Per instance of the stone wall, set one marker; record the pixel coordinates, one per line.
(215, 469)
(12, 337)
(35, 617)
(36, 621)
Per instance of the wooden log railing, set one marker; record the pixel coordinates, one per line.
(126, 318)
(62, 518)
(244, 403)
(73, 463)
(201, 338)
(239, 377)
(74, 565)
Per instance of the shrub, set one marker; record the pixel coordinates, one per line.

- _Problem statement_
Reproduce all of the records above verbatim, preserving each line as it appears.

- _Answer to this problem_
Per instance of the stone wall, set one marker; record the pixel coordinates, one per line.
(215, 469)
(12, 337)
(35, 617)
(36, 621)
Per instance of the wooden log railing, set one marker; record the pixel coordinates, one per line.
(126, 318)
(62, 518)
(244, 403)
(73, 463)
(201, 338)
(239, 377)
(74, 565)
Per instance of the shrub, set one marker; record the pixel coordinates, one per line.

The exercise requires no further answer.